原文:
1943年春,周作人随伪华北政务委员会联名请辞而解职下台,许宝骙和张东荪(此时王定南被日本宪兵逮捕入狱了)故伎重演,用伪北大工学院院长王谟顶掉了他们十分反感的政客何庭流。王谟在伪华北教育总署督办任上仅待了两年多时间,并未干过祸国殃民的坏事,光复后,却被国民党政府以汉奸罪处决了。这件事一直令许宝骙耿耿于怀。与王谟的死于非命相比,周作人只被国民党政府判处十年徒刑,应该说是冰火两重天了。
许宝骙的证词极具史料价值,许多人正是据此推论周作人不该定性为汉奸,而应平反为打入敌伪政府高层的进步人士。周作人对许宝骙的地下党员身份是否知情?我们已经无从考证,但他帮助过李大钊的遗属,知道此事的人比较多,这是他手中紧握的一根救命稻草。于浩成的《关于周作人的二三事》证实了这一点:日军战败投降之初,周作人为避祸计,曾有意投奔解放区,他委派伪北大教授赵荫棠到张家口与于力(于浩成的父亲,晋察冀边区参议会副议长)接洽,算是投石问路。此事被晋察冀边区参议会议长成仿吾一口否决,毫无通融的余地。赵荫棠有辱使命,就留在张家口的一所中学教书,没有及时返回北平。解放区不肯接纳周作人是不愿沾惹包庇汉奸的嫌疑,以免授人以柄,在舆论上处于被动地位,这也是不难理解的。周作人帮助过李大钊的遗属是实,但功不抵罪,资不抵债。
周作人出任伪华北政务委员会常务委员兼教育总署督办,有何作为?外界盛传,日本人将进步青年关在北大沙滩大楼,夜半拷打号哭之声惨不忍闻,周作人装聋作哑,漠然视之。此说最令人切齿寒心。事实如硬币,当然还有另外一面。1941年12月8日,太平洋战争爆发后的第二天,日军迅速进驻燕京大学,将代校长陆志韦和教授张东荪、赵紫宸、邓之诚等人集中起来,准备治以“通敌”之罪,将他们打入大牢。陆志韦急中生智,赶紧叫人去通知周岂明(周作人),请他援手施救。周作人在敌占区的缓冲和维护作用显然被不明真相的外界低估和抹煞了。

待办任务:
1/ 根据这段讲周作人的文字,回答下面几个问题:
(a) 王谟在伪华北教育总署督办任上待了多长时间?
(b) 日军战败投降之初,周作人委派谁去张家口与于力接洽?
(c) 太平洋战争爆发后的第二天,日军进驻了哪所大学?
2/ 请接着这段讲周作人的文字往下续写。

(数据条目)
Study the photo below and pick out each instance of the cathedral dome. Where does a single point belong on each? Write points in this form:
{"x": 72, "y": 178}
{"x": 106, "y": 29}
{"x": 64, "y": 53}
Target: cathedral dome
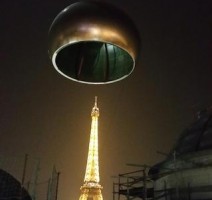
{"x": 193, "y": 148}
{"x": 198, "y": 136}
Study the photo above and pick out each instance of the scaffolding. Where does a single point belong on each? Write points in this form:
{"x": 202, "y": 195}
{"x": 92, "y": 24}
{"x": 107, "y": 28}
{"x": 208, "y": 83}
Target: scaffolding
{"x": 133, "y": 185}
{"x": 20, "y": 178}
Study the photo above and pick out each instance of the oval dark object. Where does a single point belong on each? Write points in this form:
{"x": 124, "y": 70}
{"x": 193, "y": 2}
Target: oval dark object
{"x": 93, "y": 42}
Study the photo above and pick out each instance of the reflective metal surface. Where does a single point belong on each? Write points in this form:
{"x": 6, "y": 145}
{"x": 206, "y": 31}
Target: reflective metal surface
{"x": 93, "y": 42}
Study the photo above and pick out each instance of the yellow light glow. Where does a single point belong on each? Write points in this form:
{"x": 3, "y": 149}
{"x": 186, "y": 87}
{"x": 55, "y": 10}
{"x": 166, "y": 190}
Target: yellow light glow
{"x": 91, "y": 188}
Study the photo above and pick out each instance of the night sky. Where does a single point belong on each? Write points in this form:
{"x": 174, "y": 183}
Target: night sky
{"x": 48, "y": 116}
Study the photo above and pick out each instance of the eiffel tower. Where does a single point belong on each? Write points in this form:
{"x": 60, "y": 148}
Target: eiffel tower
{"x": 91, "y": 189}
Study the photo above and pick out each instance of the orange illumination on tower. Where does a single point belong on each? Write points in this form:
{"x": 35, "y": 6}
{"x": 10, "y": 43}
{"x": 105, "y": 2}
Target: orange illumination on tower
{"x": 91, "y": 189}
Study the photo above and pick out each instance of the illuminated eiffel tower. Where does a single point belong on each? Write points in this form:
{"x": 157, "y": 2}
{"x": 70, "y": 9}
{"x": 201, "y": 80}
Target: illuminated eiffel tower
{"x": 91, "y": 189}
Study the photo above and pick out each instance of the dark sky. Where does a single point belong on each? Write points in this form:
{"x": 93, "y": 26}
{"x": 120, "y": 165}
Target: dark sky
{"x": 46, "y": 115}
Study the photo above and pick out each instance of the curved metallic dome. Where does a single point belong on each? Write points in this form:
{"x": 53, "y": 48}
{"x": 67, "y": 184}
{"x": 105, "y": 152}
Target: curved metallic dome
{"x": 93, "y": 42}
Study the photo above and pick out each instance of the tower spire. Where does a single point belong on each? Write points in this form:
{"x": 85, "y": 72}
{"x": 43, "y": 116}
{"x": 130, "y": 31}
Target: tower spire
{"x": 91, "y": 188}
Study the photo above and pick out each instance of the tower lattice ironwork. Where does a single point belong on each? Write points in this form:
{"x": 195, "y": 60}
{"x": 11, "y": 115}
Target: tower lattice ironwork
{"x": 91, "y": 189}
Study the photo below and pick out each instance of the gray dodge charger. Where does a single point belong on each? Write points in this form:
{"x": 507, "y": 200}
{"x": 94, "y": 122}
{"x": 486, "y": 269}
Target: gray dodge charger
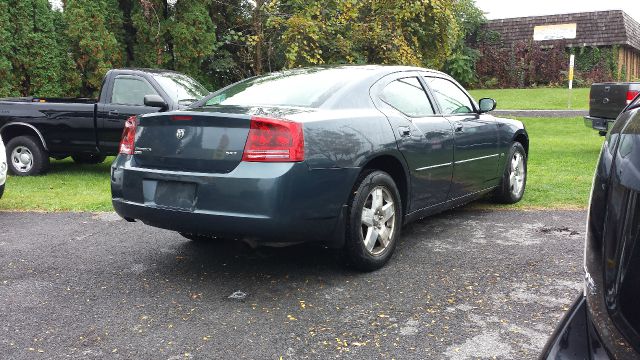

任务答案:
1/
(a) 两年多。
(b) 伪北大教授赵荫棠。
(c) 燕京大学。

2/
抗战胜利之初,周作人理应杜口防嫌,闭门思过,他却抱有幻想,希望国府文教部门的接收大员沈兼士派他到东瀛去接收被日本军方劫掠的文物。如此天真确实令人啧舌。当时,胡适尚未归国,傅斯年代理北大校长,他对北平学界的汉奸(尤其是在伪北大任职的教授)深恶痛绝,务为驱除,周作人即被傅斯年亲手开除教职,因此他对傅胖子恨之入骨,多年后笔下仍要肆其楚毒,鞭尸而后快。国民党军队撤离南京之前,蒋梦麟、叶公超等人念及故友情谊,曾到南京老虎桥监狱去探望周作人,并未因为后者遭到举世唾弃而置之不理。不争气的朋友毕竟还是朋友。
1949年7月4日,周作人给中共中央领导人写了将近六千字的长信,为自己洗刷罪名,他踌躇良久,迟至翌年才寄出。唐弢看过周作人的那封亲笔信,有关苦茶先生的“丑表功”,他在《关于周作人》一文中是这样叙述的:“周作人为自己辩解的最根本的一条,便是说自己反对‘说空话’、‘唱高调’,主张‘道义之须事功化’。因此与其‘跑到后方去,在那里教几年书,也总是空话,不如在沦陷中替学校和学生做得一点一滴的事,倒是实在的。我不相信守节失节的话,只觉得做点于人有益的事总是好的。名分上顺逆是非不能一定,譬如受国民政府的委任去做戡乱的特务工作,决不能比在沦陷区维持学校更好’。”周作人在信中列举了自己的多项功劳:出面保全了北大理学院的房子,收回了北大图书馆、文史研究所以及北平图书馆。似乎忠实践履了他的“勿怕死是要拼命做事”的一贯主张。最可见他四两拨千斤之功力的辩解是关于自己出任伪华北教育总署督办一职的那段文字:“及汤尔和病死,教育总署一职拟议及我,我考虑之后终于接受了。因为当时华北高等教育的管辖权全在总署手里,为抵制王揖唐辈以维护学校起见,大家觉得有占领之必要。”好一个“占领”,简直就有“灭此朝食”的气概。值得注意的是,他在信中引出儒家的三大叛徒——汉朝的王充、明朝的李贽、清朝的俞正燮——来为自己辩护,他说这三人都反对封建礼教,“疾虚妄”,“离经叛道”,与自己的思想十分合拍。他的意思不言而喻,所谓“贞士守节”,那只是封建糟粕,他既然是儒家的叛徒,不守节又有何不可,有何不妥呢?太奇怪了,周作人是淹通群学的文化精英,对中国人的心理痛点不会不清楚,国难当头,归附外寇,即使是将以有为,事后也绝对不可能得到国人的原宥和宽恕。他要做儒家的叛徒,却变成国民的公敌。这样的逻辑推导一点也不复杂,倒是他的自我辩解在主流文化背景下显得过分苍白。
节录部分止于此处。